**Task brief:** Please format the lines below as a numbered list, skipping any blank lines. Leave the pictures out of your answer.

>> Start Record extracts

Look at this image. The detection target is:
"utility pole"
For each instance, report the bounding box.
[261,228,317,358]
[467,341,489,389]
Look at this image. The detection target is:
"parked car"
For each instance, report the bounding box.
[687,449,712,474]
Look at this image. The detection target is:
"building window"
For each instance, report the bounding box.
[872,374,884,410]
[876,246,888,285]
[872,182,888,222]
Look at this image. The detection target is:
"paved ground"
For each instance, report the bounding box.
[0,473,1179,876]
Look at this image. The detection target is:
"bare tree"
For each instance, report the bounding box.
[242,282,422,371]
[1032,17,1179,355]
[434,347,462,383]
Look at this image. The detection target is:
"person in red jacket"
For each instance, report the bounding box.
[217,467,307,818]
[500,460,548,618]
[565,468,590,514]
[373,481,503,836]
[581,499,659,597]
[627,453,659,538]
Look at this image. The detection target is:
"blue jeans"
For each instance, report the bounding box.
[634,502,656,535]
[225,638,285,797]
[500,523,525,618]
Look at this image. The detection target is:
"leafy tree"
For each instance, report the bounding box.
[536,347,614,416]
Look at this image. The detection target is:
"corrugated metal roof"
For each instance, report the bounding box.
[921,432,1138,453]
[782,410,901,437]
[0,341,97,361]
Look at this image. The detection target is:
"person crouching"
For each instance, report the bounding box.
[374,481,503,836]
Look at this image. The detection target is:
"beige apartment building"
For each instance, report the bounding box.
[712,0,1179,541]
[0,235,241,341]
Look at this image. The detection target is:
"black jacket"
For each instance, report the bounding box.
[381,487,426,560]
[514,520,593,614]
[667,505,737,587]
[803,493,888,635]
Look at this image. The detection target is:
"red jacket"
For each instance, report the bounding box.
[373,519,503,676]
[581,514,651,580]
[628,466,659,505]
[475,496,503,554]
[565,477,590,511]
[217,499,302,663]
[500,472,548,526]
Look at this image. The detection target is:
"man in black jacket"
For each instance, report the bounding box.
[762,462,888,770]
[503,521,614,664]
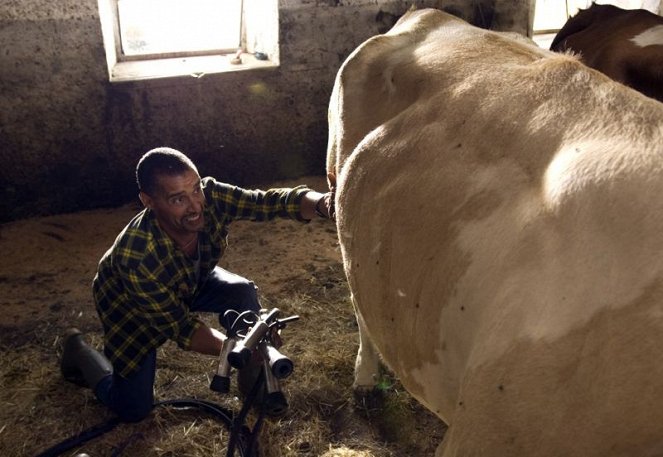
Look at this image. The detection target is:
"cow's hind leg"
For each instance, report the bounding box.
[353,305,380,394]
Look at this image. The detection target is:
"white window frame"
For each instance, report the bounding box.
[98,0,280,82]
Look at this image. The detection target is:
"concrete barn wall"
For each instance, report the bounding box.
[0,0,528,222]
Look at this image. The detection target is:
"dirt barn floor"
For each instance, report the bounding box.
[0,177,444,457]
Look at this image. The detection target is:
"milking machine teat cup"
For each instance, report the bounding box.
[210,308,299,402]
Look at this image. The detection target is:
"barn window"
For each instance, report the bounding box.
[533,0,661,48]
[98,0,279,82]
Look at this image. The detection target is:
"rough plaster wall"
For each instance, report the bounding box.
[0,0,528,222]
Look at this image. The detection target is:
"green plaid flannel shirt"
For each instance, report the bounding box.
[93,177,310,377]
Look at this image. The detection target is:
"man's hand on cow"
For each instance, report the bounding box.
[315,188,336,220]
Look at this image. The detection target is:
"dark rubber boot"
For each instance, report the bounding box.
[60,328,113,388]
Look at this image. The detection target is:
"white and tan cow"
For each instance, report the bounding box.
[328,10,663,457]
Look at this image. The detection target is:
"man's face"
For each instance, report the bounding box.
[140,170,205,237]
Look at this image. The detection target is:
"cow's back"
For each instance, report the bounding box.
[330,11,663,456]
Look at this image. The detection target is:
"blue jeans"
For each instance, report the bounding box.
[94,267,260,422]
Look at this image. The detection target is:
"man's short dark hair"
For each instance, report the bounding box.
[136,147,198,196]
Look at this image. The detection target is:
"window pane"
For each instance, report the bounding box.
[117,0,242,56]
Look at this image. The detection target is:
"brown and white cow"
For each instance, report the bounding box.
[550,4,663,102]
[327,10,663,457]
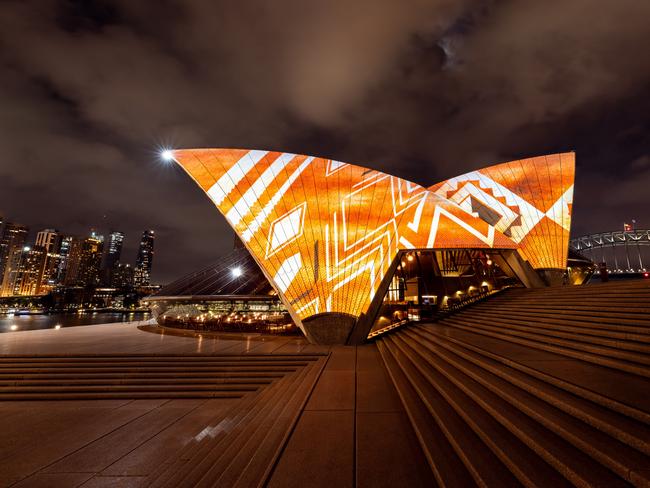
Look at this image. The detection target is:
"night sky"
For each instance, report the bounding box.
[0,0,650,282]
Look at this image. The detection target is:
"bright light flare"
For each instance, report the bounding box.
[160,149,174,162]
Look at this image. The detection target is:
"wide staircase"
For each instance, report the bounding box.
[378,281,650,487]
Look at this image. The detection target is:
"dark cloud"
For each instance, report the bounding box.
[0,0,650,281]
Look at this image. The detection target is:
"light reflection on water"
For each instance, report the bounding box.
[0,312,151,332]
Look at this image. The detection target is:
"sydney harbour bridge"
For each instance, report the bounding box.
[569,229,650,274]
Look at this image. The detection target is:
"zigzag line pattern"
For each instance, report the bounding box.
[174,149,573,327]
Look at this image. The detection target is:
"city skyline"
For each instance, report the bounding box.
[0,215,155,297]
[0,0,650,282]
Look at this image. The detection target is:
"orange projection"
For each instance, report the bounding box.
[173,149,574,326]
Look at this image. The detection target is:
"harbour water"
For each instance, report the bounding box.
[0,312,151,332]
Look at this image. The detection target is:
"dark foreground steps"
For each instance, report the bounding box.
[0,355,320,400]
[377,283,650,487]
[144,356,326,487]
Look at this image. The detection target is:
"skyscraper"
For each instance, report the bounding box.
[0,222,28,294]
[101,231,124,285]
[63,237,103,286]
[134,230,154,286]
[56,236,74,285]
[35,229,62,294]
[2,246,46,296]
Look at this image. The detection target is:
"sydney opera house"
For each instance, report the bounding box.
[150,149,575,344]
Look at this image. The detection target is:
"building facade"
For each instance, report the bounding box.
[167,149,575,343]
[0,222,29,296]
[63,237,103,286]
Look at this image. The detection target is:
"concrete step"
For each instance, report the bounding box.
[385,334,569,486]
[475,296,650,317]
[393,334,647,486]
[144,374,295,487]
[0,376,273,391]
[197,356,326,488]
[404,328,650,455]
[381,335,528,486]
[456,306,650,336]
[377,340,474,488]
[0,390,248,401]
[454,310,650,354]
[398,328,650,484]
[147,358,325,487]
[410,324,650,425]
[0,364,306,375]
[444,317,650,377]
[0,370,284,383]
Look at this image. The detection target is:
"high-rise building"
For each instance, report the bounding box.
[133,230,154,286]
[101,231,124,285]
[110,263,134,288]
[2,246,47,296]
[56,236,74,285]
[35,229,61,253]
[0,222,28,294]
[36,229,63,294]
[63,237,103,286]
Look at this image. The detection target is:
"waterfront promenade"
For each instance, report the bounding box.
[0,324,431,488]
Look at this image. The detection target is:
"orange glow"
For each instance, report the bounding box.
[174,149,573,332]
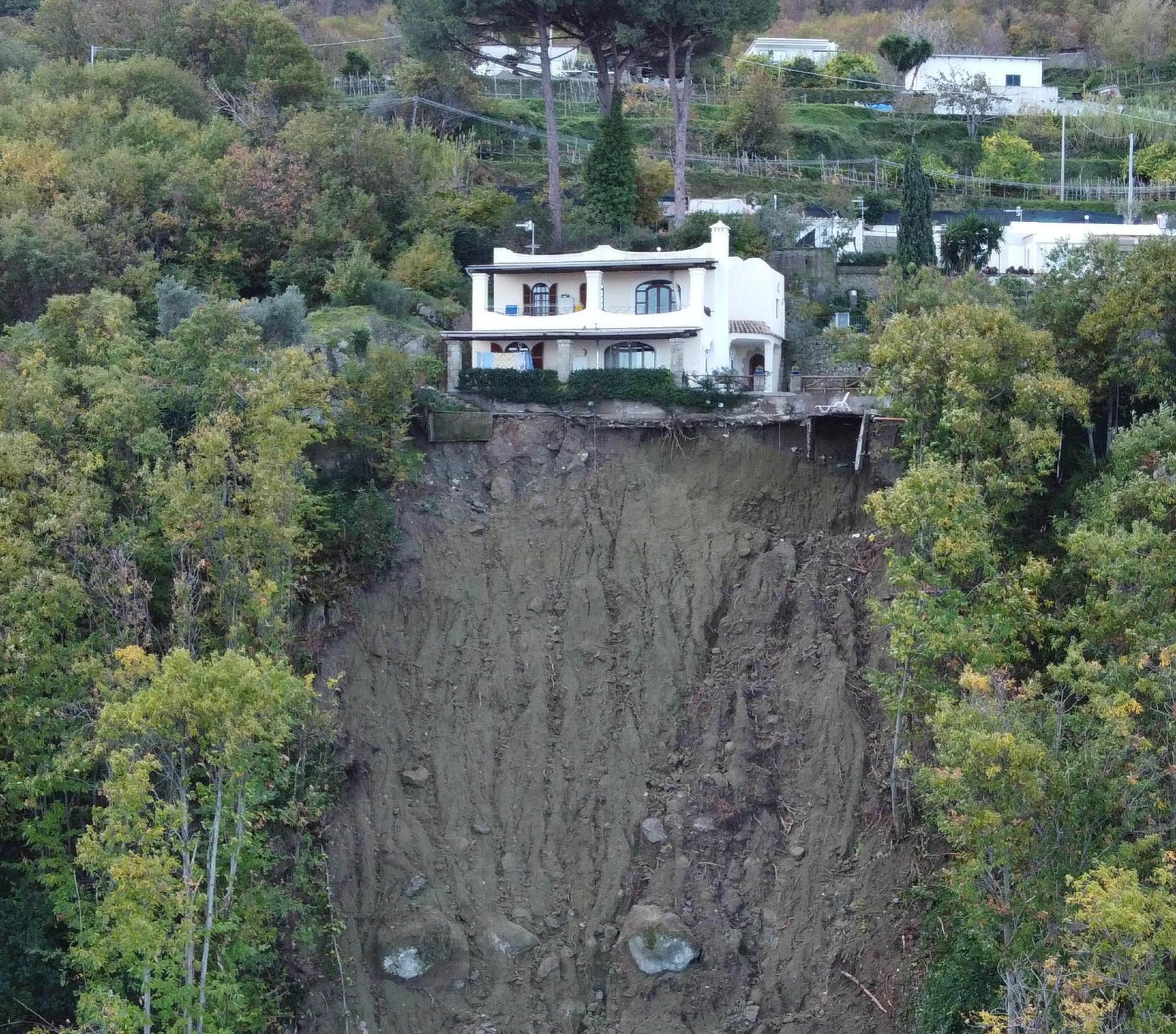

>> End Record extracts

**The reply:**
1. Look at this image. The detection target is:
2. "utility pole"
3. For each instance, report the bounding box.
4. [261,228,317,358]
5. [467,341,489,389]
6. Look at this image. The detection target is:
7. "parked car"
8. For each instance, report the bounding box.
9. [687,449,712,474]
10. Look at this image. The detection target is:
11. "building window"
12. For each instance, report the bounding box.
13. [872,374,884,410]
14. [876,246,888,285]
15. [872,182,888,222]
16. Look at this image. The detection target is:
17. "paved ground"
18. For each instance, report the bounding box.
19. [0,473,1179,876]
20. Look at this image. The detection target is:
21. "bare tree"
22. For each instance, report the bounding box.
23. [242,282,422,371]
24. [1032,17,1179,355]
25. [434,347,462,383]
26. Look at this image. The detection target is:
27. "person in red jacket"
28. For each instance, report the bounding box.
29. [217,467,307,818]
30. [500,460,548,618]
31. [565,468,590,514]
32. [373,481,503,836]
33. [581,499,659,597]
34. [627,453,659,538]
35. Look at this image. The detection target is:
36. "blue jeans"
37. For each instance, report the bounding box.
38. [634,502,656,535]
39. [225,638,285,797]
40. [500,523,525,618]
41. Look at this image. The detection target is:
42. "leafy tree"
43. For each instance, report the bounding box.
44. [536,347,614,416]
45. Look at this image. The detection target is:
46. "corrugated metal roof"
47. For each instance, report the bounding box.
48. [921,432,1138,453]
49. [782,410,901,437]
50. [0,341,97,361]
51. Look at this image. The detection target is:
52. "person crouching"
53. For each instance, report the bounding box.
54. [374,481,503,836]
55. Look at this image. The detection target is:
56. "beige apartment building"
57. For each instance, report the bounding box.
58. [712,0,1179,541]
59. [0,235,241,341]
60. Look at this image. The detection target is:
61. "black jacket"
62. For each instance, report the bounding box.
63. [381,487,426,560]
64. [514,520,593,614]
65. [667,505,737,587]
66. [803,493,888,635]
67. Look at this image. The detection target is:
68. "red jacket"
69. For each instance, report the bounding box.
70. [373,519,503,676]
71. [581,514,651,580]
72. [628,466,659,505]
73. [475,496,503,554]
74. [565,477,590,511]
75. [217,499,302,663]
76. [500,472,548,526]
77. Look at this image. The detection target is:
78. "man in black jacket"
79. For each instance, report the bounding box.
80. [762,462,888,770]
81. [503,521,614,664]
82. Look at this image. The detection target is:
83. "cow's hind leg"
84. For each instance, report the bounding box.
85. [353,305,380,394]
86. Look at this image. The detection target is:
87. "white window frame"
88. For each instance, report the bounding box.
89. [98,0,280,82]
90. Look at this image. The detection target is:
91. "concrete barn wall"
92. For each instance, report the bounding box.
93. [0,0,528,222]
94. Look at this image. The detection target is:
95. "dirt barn floor"
96. For each instance, report the bounding box.
97. [0,177,444,457]
98. Look at this image. The detection target is:
99. "milking machine teat cup"
100. For each instance, report the bounding box.
101. [210,308,299,402]
102. Look at this image. The detection target is:
103. "barn window"
104. For each instance, report the bounding box.
105. [533,0,661,48]
106. [98,0,279,82]
107. Look at this image. The detection target is:
108. "rough plaster wall"
109. For each instance, report the bounding box.
110. [0,0,528,222]
111. Look at this image. The detection target is:
112. "green plaid flannel shirt"
113. For each instance, report the bounding box.
114. [93,177,310,377]
115. Look at this image. The detection target is:
116. "man's hand on cow"
117. For each instance, report the bounding box.
118. [315,188,336,220]
119. Look at this image. The detection target is:
120. "dark rubber boot"
121. For each instance, report the bounding box.
122. [60,328,113,388]
123. Look at this image. The detection target is:
124. "white and tan cow"
125. For each instance, report the bounding box.
126. [328,10,663,457]
127. Look at this image. The detection target is:
128. "man's face"
129. For each instance, report the bounding box.
130. [140,170,205,237]
131. Look at this image. The detection target is:
132. "cow's back"
133. For each instance, report the bounding box.
134. [330,11,663,456]
135. Look at this image. The detection target is:
136. "blue jeans"
137. For each instance, report the bounding box.
138. [94,267,260,422]
139. Look at this image. The detection target is:
140. "man's short dark hair"
141. For each instance, report the bounding box.
142. [136,147,198,196]
143. Look at this image. The detection target is:
144. "window pane"
145. For each instance, report the bounding box.
146. [117,0,242,56]
147. Look at this image. The detection target is:
148. "brown and white cow"
149. For each instance, report the bounding box.
150. [550,4,663,102]
151. [327,10,663,457]
152. Look at this image. The detection target is:
153. "night sky"
154. For each instance, report the bounding box.
155. [0,0,650,282]
156. Look at this image. The detection target is:
157. "bright light flare"
158. For each instance, report the bounding box.
159. [160,149,174,162]
160. Look at this image. The detection target is:
161. "wide staircase"
162. For each instance, report the bounding box.
163. [378,281,650,487]
164. Look at this image. The detection target is:
165. "dark cloud"
166. For each instance, report the bounding box.
167. [0,0,650,281]
168. Look at this image. The detection target is:
169. "light reflection on water"
170. For each instance, report the bounding box.
171. [0,312,151,332]
172. Look at this image. The detection target is:
173. "sydney harbour bridge"
174. For each instance, report the bounding box.
175. [569,229,650,274]
176. Look at this image. The detection target is:
177. "zigzag line pattern"
178. For each instance, report the bounding box.
179. [174,149,573,327]
180. Look at this image. The detection target is:
181. "city skyline"
182. For each instance, report the bounding box.
183. [0,215,155,297]
184. [0,0,650,282]
185. Look at this image. The detection target is:
186. "orange projection"
187. For each instance, report the bounding box.
188. [173,149,574,326]
189. Look at this image. The detection target is:
190. "harbour water"
191. For each instance, report the bounding box.
192. [0,312,151,332]
193. Look at this image. The detection target is:
194. "dark foreground steps"
195. For each instance, report the bounding box.
196. [0,355,320,400]
197. [377,283,650,487]
198. [144,356,326,487]
199. Look at this image. The detection target is:
200. "skyscraper"
201. For each instance, report the bounding box.
202. [0,222,28,294]
203. [101,231,124,285]
204. [63,237,103,286]
205. [134,230,154,286]
206. [56,236,74,285]
207. [35,229,62,294]
208. [2,246,46,296]
209. Look at this image. The detection target is:
210. "sydney opera house"
211. For each instance, report the bounding box.
212. [150,149,575,344]
213. Look at this image. The detection target is:
214. "building facade"
215. For each instance, report the bounding box.
216. [167,149,575,343]
217. [0,222,29,296]
218. [63,237,103,286]
219. Look at this image. The detection target is:
220. "concrete step"
221. For each instance, report the bounding box.
222. [385,334,569,486]
223. [475,296,650,317]
224. [393,334,647,486]
225. [144,374,295,487]
226. [0,376,273,391]
227. [197,356,326,488]
228. [404,328,650,455]
229. [381,335,528,486]
230. [456,306,650,336]
231. [377,340,474,488]
232. [0,390,248,401]
233. [454,310,650,354]
234. [398,328,650,484]
235. [147,358,325,487]
236. [410,324,650,425]
237. [0,364,306,375]
238. [444,317,650,377]
239. [0,370,284,383]
240. Look at this image. The detection target is:
241. "high-rise building"
242. For each instance, report the bounding box.
243. [133,230,154,286]
244. [101,231,124,285]
245. [110,263,134,288]
246. [2,246,47,296]
247. [56,236,74,285]
248. [35,229,61,253]
249. [0,222,28,294]
250. [36,229,63,294]
251. [63,237,103,286]
252. Look at this image. The detection target is:
253. "waterfront promenade"
254. For each instance, report the bounding box.
255. [0,324,431,488]
256. Look at this image. The detection target is:
257. "orange glow"
258. For each instance, report the bounding box.
259. [174,149,573,332]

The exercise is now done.